Stored records
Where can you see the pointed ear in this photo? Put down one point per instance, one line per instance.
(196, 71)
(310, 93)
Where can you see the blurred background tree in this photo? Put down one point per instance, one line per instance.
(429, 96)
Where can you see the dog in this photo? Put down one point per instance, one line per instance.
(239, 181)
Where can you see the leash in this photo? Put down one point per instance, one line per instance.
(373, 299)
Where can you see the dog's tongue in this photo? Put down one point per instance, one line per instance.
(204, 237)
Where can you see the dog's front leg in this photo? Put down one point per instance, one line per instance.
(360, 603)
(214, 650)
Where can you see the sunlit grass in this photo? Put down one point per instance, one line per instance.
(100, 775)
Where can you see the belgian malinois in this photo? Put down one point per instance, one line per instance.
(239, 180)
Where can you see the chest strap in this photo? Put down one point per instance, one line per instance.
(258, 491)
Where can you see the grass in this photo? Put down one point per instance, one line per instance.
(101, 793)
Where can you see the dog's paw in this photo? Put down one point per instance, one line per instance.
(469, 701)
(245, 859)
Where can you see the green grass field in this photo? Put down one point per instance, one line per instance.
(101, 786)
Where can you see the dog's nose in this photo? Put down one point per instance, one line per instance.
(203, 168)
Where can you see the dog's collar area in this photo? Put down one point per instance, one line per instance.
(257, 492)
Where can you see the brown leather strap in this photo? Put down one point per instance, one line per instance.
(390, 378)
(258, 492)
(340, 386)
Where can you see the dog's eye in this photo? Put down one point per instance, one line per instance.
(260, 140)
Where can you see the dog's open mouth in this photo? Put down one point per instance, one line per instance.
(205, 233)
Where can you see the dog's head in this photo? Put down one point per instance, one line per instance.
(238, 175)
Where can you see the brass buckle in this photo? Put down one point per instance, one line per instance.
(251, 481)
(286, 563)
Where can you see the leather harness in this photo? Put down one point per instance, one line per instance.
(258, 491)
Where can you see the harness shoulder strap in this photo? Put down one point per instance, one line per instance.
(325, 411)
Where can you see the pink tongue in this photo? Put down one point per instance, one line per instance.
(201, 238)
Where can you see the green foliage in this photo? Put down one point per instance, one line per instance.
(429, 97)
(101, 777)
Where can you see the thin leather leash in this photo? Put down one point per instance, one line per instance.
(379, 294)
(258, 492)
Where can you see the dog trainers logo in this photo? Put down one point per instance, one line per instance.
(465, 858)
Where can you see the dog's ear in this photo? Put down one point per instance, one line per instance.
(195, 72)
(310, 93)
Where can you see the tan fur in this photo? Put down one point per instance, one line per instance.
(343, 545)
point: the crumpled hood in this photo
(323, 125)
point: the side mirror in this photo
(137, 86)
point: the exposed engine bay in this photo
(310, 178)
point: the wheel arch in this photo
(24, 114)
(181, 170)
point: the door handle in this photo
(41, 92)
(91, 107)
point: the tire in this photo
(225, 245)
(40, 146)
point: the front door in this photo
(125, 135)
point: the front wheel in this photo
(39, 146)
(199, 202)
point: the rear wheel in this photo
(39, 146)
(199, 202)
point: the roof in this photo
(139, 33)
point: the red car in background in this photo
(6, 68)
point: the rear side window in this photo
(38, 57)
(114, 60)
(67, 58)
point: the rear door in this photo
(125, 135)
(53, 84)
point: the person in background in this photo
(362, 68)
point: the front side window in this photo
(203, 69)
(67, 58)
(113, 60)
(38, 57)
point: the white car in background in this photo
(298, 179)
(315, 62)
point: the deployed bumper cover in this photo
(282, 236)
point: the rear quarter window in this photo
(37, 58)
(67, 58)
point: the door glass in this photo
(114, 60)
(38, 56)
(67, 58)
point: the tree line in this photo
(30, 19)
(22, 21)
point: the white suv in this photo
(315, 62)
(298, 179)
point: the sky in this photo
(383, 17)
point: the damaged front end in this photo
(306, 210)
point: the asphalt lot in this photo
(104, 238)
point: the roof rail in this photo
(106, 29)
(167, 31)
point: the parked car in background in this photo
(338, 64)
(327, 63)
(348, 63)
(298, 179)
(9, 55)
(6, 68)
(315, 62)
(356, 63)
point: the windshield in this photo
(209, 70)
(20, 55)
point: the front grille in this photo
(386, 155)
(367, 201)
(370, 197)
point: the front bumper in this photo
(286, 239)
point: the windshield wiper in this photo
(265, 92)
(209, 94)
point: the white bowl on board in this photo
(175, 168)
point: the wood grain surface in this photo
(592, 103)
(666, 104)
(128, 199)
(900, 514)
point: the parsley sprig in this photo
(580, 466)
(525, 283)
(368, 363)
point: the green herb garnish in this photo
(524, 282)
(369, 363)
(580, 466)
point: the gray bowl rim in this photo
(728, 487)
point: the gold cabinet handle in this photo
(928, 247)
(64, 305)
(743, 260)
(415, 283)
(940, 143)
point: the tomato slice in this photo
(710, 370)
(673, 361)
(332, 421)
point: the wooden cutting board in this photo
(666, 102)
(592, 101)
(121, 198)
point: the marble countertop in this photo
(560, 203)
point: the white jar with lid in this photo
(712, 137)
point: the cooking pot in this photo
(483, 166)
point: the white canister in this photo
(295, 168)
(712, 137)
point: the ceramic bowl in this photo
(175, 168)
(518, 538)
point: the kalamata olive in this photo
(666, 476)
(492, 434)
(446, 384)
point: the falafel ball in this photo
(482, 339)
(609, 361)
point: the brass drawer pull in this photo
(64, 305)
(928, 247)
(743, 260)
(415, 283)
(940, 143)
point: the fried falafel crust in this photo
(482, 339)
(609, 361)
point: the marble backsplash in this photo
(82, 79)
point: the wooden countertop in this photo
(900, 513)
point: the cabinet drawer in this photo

• **Task statement**
Please give an exact copy of every entry.

• **Response to this task**
Where can you see the pointed ear in this photo? Put down one point per instance, one line per instance.
(196, 71)
(310, 93)
Where can you see the blurred background tree in this photo? Put down one point per instance, one line per instance.
(429, 96)
Where can you see the dog in this photo? Put down one point per instance, one line per instance.
(239, 181)
Where can you see the leash in this photo? Put down one point per instance, one line per instance.
(373, 299)
Where can you see the dog's tongue in this photo? Put down one point per instance, one line per instance.
(204, 237)
Where can you see the dog's front leg in this photo? Put down one point per instance, one line per instance.
(360, 603)
(214, 650)
Where can you see the sunlit grass in this photo? Put down one point per instance, one line per instance.
(100, 775)
Where can you see the belgian malinois in this photo? Put down one point per instance, one line per instance.
(239, 180)
Where can you see the chest strap in this photo? Put down one point per instance, one line per instance.
(258, 491)
Where can you see the grass in this photo? Put down one point per instance, one line per instance.
(101, 793)
Where can you see the dog's paw in this photo? Put down one point per instance, one line per instance.
(469, 701)
(245, 859)
Where can you see the green grass field in this photo? Put down one point per instance, one line per instance.
(101, 786)
Where can you see the dog's nose in this photo? Put down one point per instance, one line per instance.
(203, 168)
Where can you see the dog's collar area in this photo? Put down one point per instance, one line per instance.
(257, 492)
Where can you see the brown leather strap in this photo? Put down one point per instance, one line per instance.
(390, 378)
(258, 492)
(340, 386)
Where can you see the dog's eye in this photo? Put down one point per instance, one line per instance.
(260, 140)
Where can you see the dog's open mouth in this photo? Put down one point per instance, one line per instance.
(205, 233)
Where can you see the dog's head in this photo? Put down one point per instance, one line per instance.
(238, 175)
Where can you see the brass buckle in this photo? Put down one point per instance, one line per instance.
(251, 481)
(286, 563)
Where can you see the leather harness in this photo? Put down one point per instance, one line per instance.
(258, 491)
Where can you see the harness shoulder strap in this photo? Put down one point per instance, one line per instance.
(325, 411)
Where can you see the pink tongue in this photo? Put down one point per instance, one line per instance.
(201, 238)
Where can you see the green foliage in this photo? Put down one point per instance, one line per instance.
(429, 97)
(101, 777)
Where can you see the thin leather leash in this photo? Put down one point per instance, one line per instance.
(379, 294)
(258, 492)
Where can you see the dog trainers logo in this photo? Put down one point per instance, one line per instance.
(465, 858)
Where can you see the dog's ear in this photo? Put down one point per instance, one line per instance.
(195, 72)
(310, 93)
Where can you see the tan fur in this photo? Put down one point per instance, one line per instance.
(343, 545)
point: the crumpled hood in this photo
(323, 125)
point: the side mirror in this photo
(137, 86)
point: the exposed engine bay in this photo
(310, 178)
point: the wheel arch in this photo
(24, 114)
(181, 170)
point: the door handle in this photo
(41, 92)
(91, 107)
point: the tire in this photo
(225, 245)
(40, 146)
point: the front door in this photo
(125, 135)
point: the front wheel in this photo
(39, 146)
(199, 202)
point: the rear wheel in this photo
(39, 146)
(199, 202)
point: the roof in this photo
(139, 33)
point: the red car in background in this photo
(6, 68)
point: the rear side window in this photo
(38, 57)
(114, 60)
(67, 58)
point: the rear door in this photo
(125, 135)
(53, 84)
point: the person in background in this photo
(362, 68)
point: the front side window in this photo
(203, 69)
(67, 58)
(113, 60)
(38, 57)
point: the white car in background in this photo
(298, 179)
(315, 62)
point: the deployed bumper cover in this photo
(282, 236)
point: the rear quarter window in this photo
(37, 58)
(67, 58)
point: the door glass in this photo
(114, 60)
(38, 56)
(67, 58)
point: the tree line in this photo
(30, 19)
(22, 21)
point: the white suv in this photo
(315, 62)
(298, 179)
point: the sky in this photo
(383, 17)
point: the damaged front end in this photo
(306, 210)
point: the asphalt lot in this photo
(104, 238)
point: the roof rail in this photo
(106, 29)
(167, 31)
point: the parked car in background in this photo
(338, 64)
(327, 63)
(348, 63)
(298, 179)
(9, 55)
(6, 68)
(315, 62)
(356, 63)
point: the windshield in this photo
(209, 70)
(20, 55)
point: the front grille in this photo
(386, 155)
(367, 201)
(370, 197)
point: the front bumper in this photo
(286, 239)
point: the windshield wiper in this photo
(265, 92)
(209, 94)
point: the white bowl on board in this photo
(175, 168)
point: the wood grain surface in this photo
(592, 103)
(666, 104)
(128, 199)
(900, 514)
point: the parsley sprig in this photo
(580, 466)
(525, 283)
(368, 363)
point: the green herb garnish in this photo
(524, 282)
(369, 363)
(580, 466)
point: the gray bowl rim in this photo
(728, 487)
point: the gold cabinet handle in this photo
(928, 247)
(64, 305)
(743, 260)
(415, 283)
(940, 143)
point: the tomato slice in this photo
(710, 370)
(673, 361)
(332, 421)
point: the wooden cutting board in this photo
(666, 102)
(592, 101)
(121, 198)
point: the marble countertop in this photo
(560, 203)
point: the white jar with lid in this photo
(712, 137)
point: the cooking pot in this photo
(483, 166)
point: the white canister in this photo
(295, 168)
(712, 137)
point: the ceramic bowl in this photo
(175, 168)
(518, 538)
point: the kalamata olive in this photo
(666, 476)
(492, 434)
(446, 384)
point: the falafel ball in this photo
(482, 339)
(609, 361)
point: the brass drawer pull in this photo
(64, 305)
(928, 247)
(743, 260)
(415, 283)
(940, 143)
point: the fried falafel crust in this photo
(482, 339)
(609, 361)
point: the marble backsplash in this photo
(82, 79)
point: the wooden countertop in this photo
(900, 513)
point: the cabinet drawer in this photo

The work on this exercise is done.